▸ **Aangeleverde tekst**:
Lt Col
Edward Langley Bowring

Informatie over geboorte

Geboortedatum:
11/09/1882
Geboorteplaats:
Derby, Derbyshire, Engeland, Verenigd Koninkrijk

Algemene Informatie

Geloof:
Church of England

Informatie legerdienst

Land:
Engeland, Verenigd Koninkrijk
Strijdmacht:
British Expeditionary Force
Rang:
Lieutenant Colonel
Eenheden:
 —  Worcestershire Regiment, 2nd Bn.  (Laatst gekende eenheid)

Informatie over overlijden

Datum van overlijden:
21/06/1956
Plaats van overlijden:
Chichester, Sussex, Engeland, Verenigd Koninkrijk
Doodsoorzaak:
Overlijden na de oorlog (niet gerelateerd)
Leeftijd:
73

Begraafplaats of gedenkplaats

Er is geen begraafplaats of gedenkplaats bekend van deze militair.

Onderscheidingen en medailles 4

Points of interest 2

#1 Geboorteplaats
#2 Plaats van overlijden (bij benadering)

Mijn verhaal

Edward Langley Bowring was de zoon van Charles en Violet Bowring. Hij werd op 11 september 1882 geboren in het Britse Derby, Derbyshire. Edward nam dienst in het Britse leger en behoorde tot het 2nd Battalion Worcestershire Regiment (100th Brigade, 33rd Division). Hij voerde als kapitein de C-compagnie van dat bataljon aan. Later zou hij in rang opklimmen tot major en uiteindelijk tot lieutenant-colonel.

[Vermeldingen met coördinaatannotaties]
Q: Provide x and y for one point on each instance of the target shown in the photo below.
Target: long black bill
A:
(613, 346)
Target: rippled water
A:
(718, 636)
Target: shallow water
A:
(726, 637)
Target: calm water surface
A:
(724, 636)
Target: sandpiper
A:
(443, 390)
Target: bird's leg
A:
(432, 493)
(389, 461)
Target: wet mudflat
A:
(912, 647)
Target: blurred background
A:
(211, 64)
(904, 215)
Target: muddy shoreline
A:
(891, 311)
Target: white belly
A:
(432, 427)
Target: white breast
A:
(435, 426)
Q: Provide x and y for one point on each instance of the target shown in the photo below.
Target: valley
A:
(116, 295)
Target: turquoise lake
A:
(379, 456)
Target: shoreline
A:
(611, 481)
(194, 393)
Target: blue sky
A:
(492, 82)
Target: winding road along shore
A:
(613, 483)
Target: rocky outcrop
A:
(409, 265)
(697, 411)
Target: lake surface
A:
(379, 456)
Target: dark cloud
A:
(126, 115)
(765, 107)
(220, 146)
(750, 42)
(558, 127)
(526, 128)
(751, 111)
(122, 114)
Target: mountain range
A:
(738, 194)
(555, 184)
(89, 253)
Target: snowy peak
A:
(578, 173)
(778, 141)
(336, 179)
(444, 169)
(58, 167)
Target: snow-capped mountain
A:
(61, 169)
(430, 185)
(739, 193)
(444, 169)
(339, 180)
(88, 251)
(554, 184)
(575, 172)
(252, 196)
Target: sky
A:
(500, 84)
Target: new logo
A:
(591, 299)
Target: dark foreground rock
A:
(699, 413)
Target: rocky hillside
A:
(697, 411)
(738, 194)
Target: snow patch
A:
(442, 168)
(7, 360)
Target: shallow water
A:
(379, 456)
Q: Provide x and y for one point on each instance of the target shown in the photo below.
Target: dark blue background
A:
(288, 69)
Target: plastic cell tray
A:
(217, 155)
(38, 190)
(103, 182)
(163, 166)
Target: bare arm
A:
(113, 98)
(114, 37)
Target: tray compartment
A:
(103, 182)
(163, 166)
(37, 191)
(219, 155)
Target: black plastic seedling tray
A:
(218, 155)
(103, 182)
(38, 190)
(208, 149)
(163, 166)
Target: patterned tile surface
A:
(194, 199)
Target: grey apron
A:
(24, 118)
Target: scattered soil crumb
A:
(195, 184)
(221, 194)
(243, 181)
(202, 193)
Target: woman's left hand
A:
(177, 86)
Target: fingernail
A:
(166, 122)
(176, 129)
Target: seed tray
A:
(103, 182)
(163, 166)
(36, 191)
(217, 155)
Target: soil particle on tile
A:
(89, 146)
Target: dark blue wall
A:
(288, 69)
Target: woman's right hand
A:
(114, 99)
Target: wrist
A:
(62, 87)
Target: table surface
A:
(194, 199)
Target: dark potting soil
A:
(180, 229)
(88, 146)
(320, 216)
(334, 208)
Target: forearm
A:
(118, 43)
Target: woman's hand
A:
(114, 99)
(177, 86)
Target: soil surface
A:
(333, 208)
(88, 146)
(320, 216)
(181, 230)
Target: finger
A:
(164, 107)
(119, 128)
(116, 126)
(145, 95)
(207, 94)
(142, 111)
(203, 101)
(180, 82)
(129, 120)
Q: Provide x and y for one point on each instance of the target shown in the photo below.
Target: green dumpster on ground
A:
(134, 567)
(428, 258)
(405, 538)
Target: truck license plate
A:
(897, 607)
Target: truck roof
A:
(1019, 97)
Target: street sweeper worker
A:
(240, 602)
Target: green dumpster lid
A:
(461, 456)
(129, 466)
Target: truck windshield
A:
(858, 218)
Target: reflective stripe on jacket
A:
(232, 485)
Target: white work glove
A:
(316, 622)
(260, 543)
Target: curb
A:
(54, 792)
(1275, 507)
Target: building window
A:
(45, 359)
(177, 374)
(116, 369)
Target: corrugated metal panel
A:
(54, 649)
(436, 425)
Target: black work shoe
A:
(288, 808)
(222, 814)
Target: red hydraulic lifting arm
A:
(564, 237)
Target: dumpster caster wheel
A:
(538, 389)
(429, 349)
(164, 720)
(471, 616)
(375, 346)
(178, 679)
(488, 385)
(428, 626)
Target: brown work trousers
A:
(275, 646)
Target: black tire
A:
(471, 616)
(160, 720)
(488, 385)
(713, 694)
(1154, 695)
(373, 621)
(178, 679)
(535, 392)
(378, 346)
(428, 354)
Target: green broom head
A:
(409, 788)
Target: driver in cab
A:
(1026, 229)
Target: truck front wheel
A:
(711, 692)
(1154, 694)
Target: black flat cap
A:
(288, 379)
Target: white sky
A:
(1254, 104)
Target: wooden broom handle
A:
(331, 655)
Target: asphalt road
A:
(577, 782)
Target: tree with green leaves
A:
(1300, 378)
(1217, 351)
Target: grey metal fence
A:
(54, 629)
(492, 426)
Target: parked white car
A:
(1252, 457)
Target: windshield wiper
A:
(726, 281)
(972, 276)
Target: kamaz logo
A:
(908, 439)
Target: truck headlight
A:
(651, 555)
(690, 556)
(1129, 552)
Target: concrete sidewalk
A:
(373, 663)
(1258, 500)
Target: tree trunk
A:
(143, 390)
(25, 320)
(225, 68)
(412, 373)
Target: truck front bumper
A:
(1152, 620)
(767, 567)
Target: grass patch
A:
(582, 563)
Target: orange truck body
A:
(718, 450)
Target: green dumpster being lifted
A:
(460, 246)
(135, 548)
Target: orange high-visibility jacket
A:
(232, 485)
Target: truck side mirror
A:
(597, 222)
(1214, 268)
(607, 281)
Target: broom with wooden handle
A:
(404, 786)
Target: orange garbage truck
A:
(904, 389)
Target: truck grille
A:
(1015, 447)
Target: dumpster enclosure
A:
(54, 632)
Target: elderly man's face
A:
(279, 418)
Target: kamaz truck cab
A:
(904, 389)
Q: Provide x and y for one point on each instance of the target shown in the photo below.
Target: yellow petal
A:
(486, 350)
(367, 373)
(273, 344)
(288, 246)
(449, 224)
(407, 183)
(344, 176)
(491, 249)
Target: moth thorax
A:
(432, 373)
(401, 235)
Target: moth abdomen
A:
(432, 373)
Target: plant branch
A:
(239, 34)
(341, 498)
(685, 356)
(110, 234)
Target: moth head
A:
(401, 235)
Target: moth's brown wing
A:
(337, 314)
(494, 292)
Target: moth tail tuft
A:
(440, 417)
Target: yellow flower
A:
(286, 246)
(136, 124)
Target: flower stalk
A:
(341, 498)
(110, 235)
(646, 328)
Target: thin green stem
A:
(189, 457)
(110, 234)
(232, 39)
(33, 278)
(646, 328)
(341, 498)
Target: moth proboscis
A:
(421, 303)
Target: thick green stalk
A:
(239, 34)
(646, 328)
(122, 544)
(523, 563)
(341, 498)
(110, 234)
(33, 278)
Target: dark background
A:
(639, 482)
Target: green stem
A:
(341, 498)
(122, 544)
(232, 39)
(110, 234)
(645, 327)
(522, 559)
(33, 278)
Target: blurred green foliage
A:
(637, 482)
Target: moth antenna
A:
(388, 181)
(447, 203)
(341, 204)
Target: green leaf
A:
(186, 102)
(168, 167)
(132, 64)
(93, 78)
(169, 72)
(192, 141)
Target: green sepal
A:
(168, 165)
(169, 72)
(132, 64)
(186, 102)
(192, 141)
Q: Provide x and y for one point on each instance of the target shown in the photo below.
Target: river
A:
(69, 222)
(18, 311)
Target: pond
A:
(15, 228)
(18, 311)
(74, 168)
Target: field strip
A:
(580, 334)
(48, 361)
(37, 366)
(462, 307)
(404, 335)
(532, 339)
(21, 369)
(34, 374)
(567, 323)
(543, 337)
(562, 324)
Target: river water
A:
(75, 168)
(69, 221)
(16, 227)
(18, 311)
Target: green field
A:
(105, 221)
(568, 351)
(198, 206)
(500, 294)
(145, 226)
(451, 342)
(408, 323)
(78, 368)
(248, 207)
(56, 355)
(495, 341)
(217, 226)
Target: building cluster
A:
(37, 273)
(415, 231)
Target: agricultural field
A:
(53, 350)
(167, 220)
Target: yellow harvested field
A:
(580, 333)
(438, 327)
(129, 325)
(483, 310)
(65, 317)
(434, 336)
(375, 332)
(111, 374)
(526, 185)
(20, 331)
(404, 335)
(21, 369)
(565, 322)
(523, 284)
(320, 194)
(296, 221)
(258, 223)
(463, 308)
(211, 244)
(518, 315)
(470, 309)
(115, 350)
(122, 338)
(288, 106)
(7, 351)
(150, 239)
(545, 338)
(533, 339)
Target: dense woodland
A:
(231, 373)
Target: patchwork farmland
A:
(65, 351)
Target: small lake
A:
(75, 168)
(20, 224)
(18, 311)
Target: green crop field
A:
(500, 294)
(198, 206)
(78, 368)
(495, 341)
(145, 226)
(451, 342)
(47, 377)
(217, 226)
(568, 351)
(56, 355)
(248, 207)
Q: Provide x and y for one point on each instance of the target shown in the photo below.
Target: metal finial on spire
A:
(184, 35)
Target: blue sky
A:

▸ **Gegeven opdracht A**:
Beantwoord de volgende vragen aan de hand van de tekst over Edward Langley Bowring.
(i) Welk geloof wordt voor hem vermeld?
(ii) Waar is hij overleden?
(iii) Welke compagnie voerde hij als kapitein aan?
▸ **Gegeven opdracht B**:
Zet de vermeldingen om in een Markdown-tabel met de kolommen Nr en Regel. Begin bij de regel met "Target: pond" en ga door tot en met de laatste regel van de vermeldingen, laat lege regels weg en neem alleen deze regels op.

▸ **Volledig antwoord A**:
(i) Church of England.
(ii) In Chichester, Sussex, Engeland, Verenigd Koninkrijk.
(iii) De C-compagnie van het 2nd Battalion Worcestershire Regiment.

▸ **Volledig antwoord B**:
| Nr | Regel |
|---|---|
| 1 | Target: pond |
| 2 | A: |
| 3 | (15, 228) |
| 4 | (18, 311) |
| 5 | (74, 168) |
| 6 | Target: field strip |
| 7 | A: |
| 8 | (580, 334) |
| 9 | (48, 361) |
| 10 | (37, 366) |
| 11 | (462, 307) |
| 12 | (404, 335) |
| 13 | (532, 339) |
| 14 | (21, 369) |
| 15 | (34, 374) |
| 16 | (567, 323) |
| 17 | (543, 337) |
| 18 | (562, 324) |
| 19 | Target: river water |
| 20 | A: |
| 21 | (75, 168) |
| 22 | (69, 221) |
| 23 | (16, 227) |
| 24 | (18, 311) |
| 25 | Target: green field |
| 26 | A: |
| 27 | (105, 221) |
| 28 | (568, 351) |
| 29 | (198, 206) |
| 30 | (500, 294) |
| 31 | (145, 226) |
| 32 | (451, 342) |
| 33 | (408, 323) |
| 34 | (78, 368) |
| 35 | (248, 207) |
| 36 | (56, 355) |
| 37 | (495, 341) |
| 38 | (217, 226) |
| 39 | Target: building cluster |
| 40 | A: |
| 41 | (37, 273) |
| 42 | (415, 231) |
| 43 | Target: agricultural field |
| 44 | A: |
| 45 | (53, 350) |
| 46 | (167, 220) |
| 47 | Target: yellow harvested field |
| 48 | A: |
| 49 | (580, 333) |
| 50 | (438, 327) |
| 51 | (129, 325) |
| 52 | (483, 310) |
| 53 | (65, 317) |
| 54 | (434, 336) |
| 55 | (375, 332) |
| 56 | (111, 374) |
| 57 | (526, 185) |
| 58 | (20, 331) |
| 59 | (404, 335) |
| 60 | (21, 369) |
| 61 | (565, 322) |
| 62 | (523, 284) |
| 63 | (320, 194) |
| 64 | (296, 221) |
| 65 | (258, 223) |
| 66 | (463, 308) |
| 67 | (211, 244) |
| 68 | (518, 315) |
| 69 | (470, 309) |
| 70 | (115, 350) |
| 71 | (122, 338) |
| 72 | (288, 106) |
| 73 | (7, 351) |
| 74 | (150, 239) |
| 75 | (545, 338) |
| 76 | (533, 339) |
| 77 | Target: dense woodland |
| 78 | A: |
| 79 | (231, 373) |
| 80 | Target: patchwork farmland |
| 81 | A: |
| 82 | (65, 351) |
| 83 | Target: small lake |
| 84 | A: |
| 85 | (75, 168) |
| 86 | (20, 224) |
| 87 | (18, 311) |
| 88 | Target: green crop field |
| 89 | A: |
| 90 | (500, 294) |
| 91 | (198, 206) |
| 92 | (78, 368) |
| 93 | (495, 341) |
| 94 | (145, 226) |
| 95 | (451, 342) |
| 96 | (47, 377) |
| 97 | (217, 226) |
| 98 | (568, 351) |
| 99 | (56, 355) |
| 100 | (248, 207) |
| 101 | Q: Provide x and y for one point on each instance of the target shown in the photo below. |
| 102 | Target: metal finial on spire |
| 103 | A: |
| 104 | (184, 35) |
| 105 | Target: blue sky |
| 106 | A: |